Your tasks:
• A. Translate this sentence from the Kenyan referendum commentary into Spanish: "Instead the bomb which killed at least half a dozen Kenyans only increased the resolve of most Kenyans to get a new constitution."
• B. Duplicate the Kenyan referendum commentary word for word, everything from "The referendum had" down to "many years now.".
• C. Pick up the Kenyan referendum commentary after its final sentence and write the next part.

Provided passage:
────────
Referendum vote brought us closer to the fourth president of the republic of Kenya. He'll be a lot younger than most analysts want to believe.
The referendum had some fascinating pointers to help observant Kenyans look into the future and spot trends and other things that we are likely to see in the 2012 elections. Already we know that the next general elections in Kenya will be held under a brand new constitution but the referendum also clearly told us that we have some brand new voters and voting patterns that will NOT produce the kind of results we have come to expect from the Kenyan electorate for many years now.
Let me just list some of these key pointers here for your quick perusal
i) Era of Moi politics is well and truly over
For me the most delightful thing about the referendum was that it proved beyond any doubt that the era of Moi-style politics is truly over. There is no doubt that president Moi was the leader of the No camp and the tactics used by this group are the kind that would have assured them victory just a few years ago. The Uhuru park bombing was supposed to swing the public mood in the opposite direction so that Kenyans should have quickly lost all appetite for a new constitution if it meant regular blood-shed of this kind. Instead the bomb which killed at least half a dozen Kenyans only increased the resolve of most Kenyans to get a new constitution. And after all as John Githongo quite rightly points out, constitutions are usually written in blood.
Secondly Moi has always thrived on spreading lies and using scare tactics on unsuspecting ignorant Kenyans and during the referendum both Moi and Ruto used lies to turn some Kenyans against the proposed constitution. Moi has repeatedly told Kenyans that the new constitution allows Military personnel to picket and go on strike (what constitution in the world can allow that?). William Ruto’s most effective lie was the one where he convinced many Rift Valley farmers that the new constitution would limit land ownership to only 10 acres per person. While it is true that many votes were gained in this way, in the end the vast majority of Kenyan voters saw through the lies and scare tactics and firmly rallied behind a document that will change Kenya forever. This is very scary to those politicians who have always thrived on the ignorance of voters. And quite rightly so because we are going to see some shocking results in 2012 (or sooner).
────────
Entries:

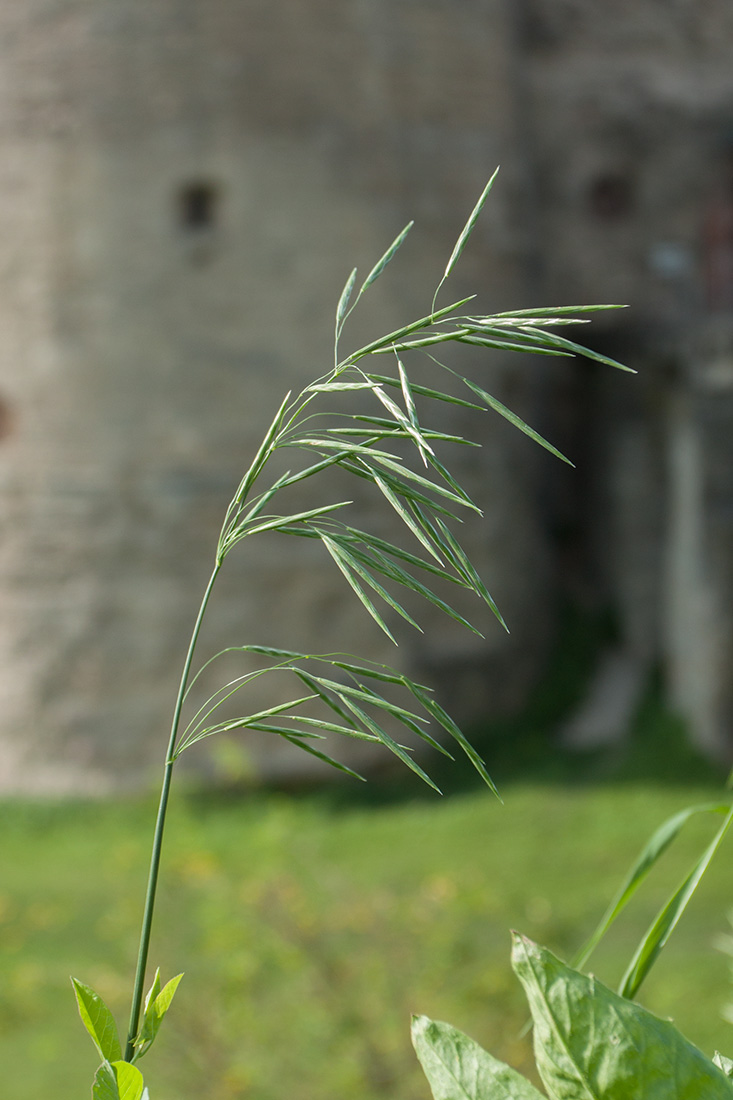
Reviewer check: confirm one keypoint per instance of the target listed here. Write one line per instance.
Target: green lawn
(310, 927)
────────
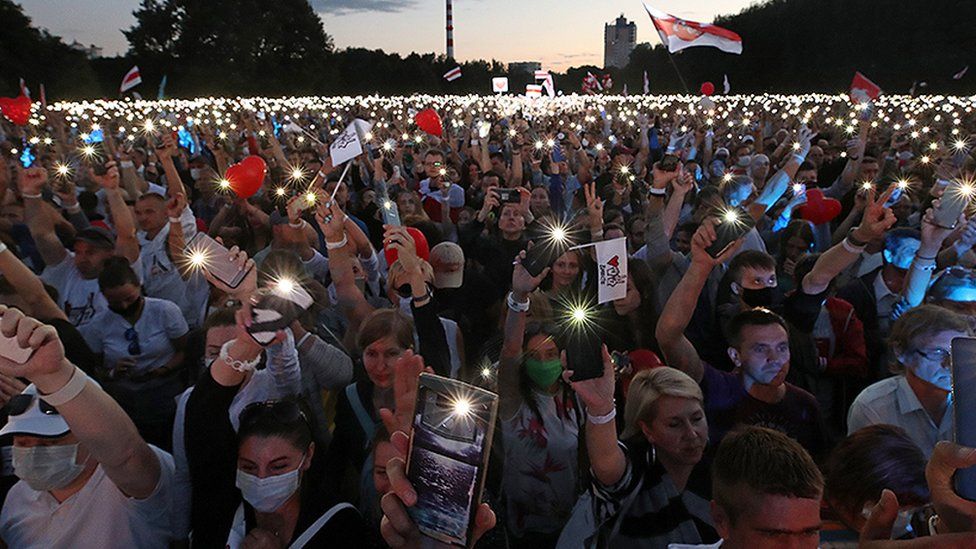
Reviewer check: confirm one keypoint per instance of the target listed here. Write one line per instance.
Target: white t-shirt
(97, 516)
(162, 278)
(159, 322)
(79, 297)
────────
Answers to each task:
• A. En cambio, la bomba, que mató al menos a media docena de kenianos, solo aumentó la determinación de la mayoría de los kenianos de obtener una nueva constitución.

• B.
The referendum had some fascinating pointers to help observant Kenyans look into the future and spot trends and other things that we are likely to see in the 2012 elections. Already we know that the next general elections in Kenya will be held under a brand new constitution but the referendum also clearly told us that we have some brand new voters and voting patterns that will NOT produce the kind of results we have come to expect from the Kenyan electorate for many years now.

• C.
ii) Referendum confirmed reality of young restless voters
For better or for worse the baton has been passed on to the younger generation of Kenyans. These voters will quickly abandon party lines if there is the slightest reason for them to do so. We saw this happen in the Matuga by-election with devastating consequences. Matuga is an interesting constituency because it has a voter profile that is very different from the rest of the country in that the majority of registered voters are senior citizens. These people firmly rallied behind the incumbent Ali Mwakwere. The vast majority of the young people were solidly behind the ODM challenge to Mwakwere. However at the very last minute they abandoned their candidate and voted for Mwakwere. The reason was that their candidate was boring, had zero charisma and hardly gave voters any reason to vote for him apart from the fact that he was an ODM candidate. We saw the same devastating trend played out right across the country during the referendum. Many conservative older Kenyans voted against the draft but the youngsters of Kenya had no doubt on their minds what they wanted. Interestingly even youths from many churches across the country defied their church leadership and voted YES. Woe unto you if you are an old boring candidate in 2012. Woe unto any candidate in 2012 who will quickly find out how unpredictable the young and restless can be.
iii) Vote confirmed Ruto’s reduced influence in the Kalenjin Rift Valley
Clearly a lot has changed in the Rift Valley since 2007 and William Ruto’s influence has reduced considerably. Hardly surprising for thpose who understand the Kalenjin community. These guys have historically been known to very quickly and emotionally shift their stance. This is the community that put its’ own leader to death for making a prediction that they would be defeated by the coming race of the White man. The name of that leader was Kimnyole the Nandi leader (Orkoiyot) who is best remembered for the amazingly acurate prophecies that he made one of which he died for. He clearly predicted the coming of the “devils” who would subdue the Nandi community and rule them. The Nandis recognized the British as the “devils” that Kimnyole predicted would rule them and fought them vigorously in a vain effort to ensure that the prophecy would not come to pass. Kimnyole was stoned to death on suspicions that he had caused famine in the land. However the real reason was that his prophecy on the Nandi being subdued upset powerful tribal elders. But before he was executed he summoned his sons and made them promise him that they would never accept any positions of leadership amongst this crazy community. One of his sons, Koitalel Samoei, did not keep that promise and is today considered the greatest leader and Orkoiyot that the Nandi ever had. One of his achievements is that his military genius enabled the community to resist the well armed Colonialists for 11 long years which has to be a record unmatched in the entire British empire of the time.
But back to my main point here. The significant thing here is that prospective MPs, Senators and governors will not need to get a Ruto nod to win elections in the region. The situation could of course dramatically change if Ruto stands trial at the Hague.
iv) Referendum proved that it will be very difficult to rig an election in Kenya in future.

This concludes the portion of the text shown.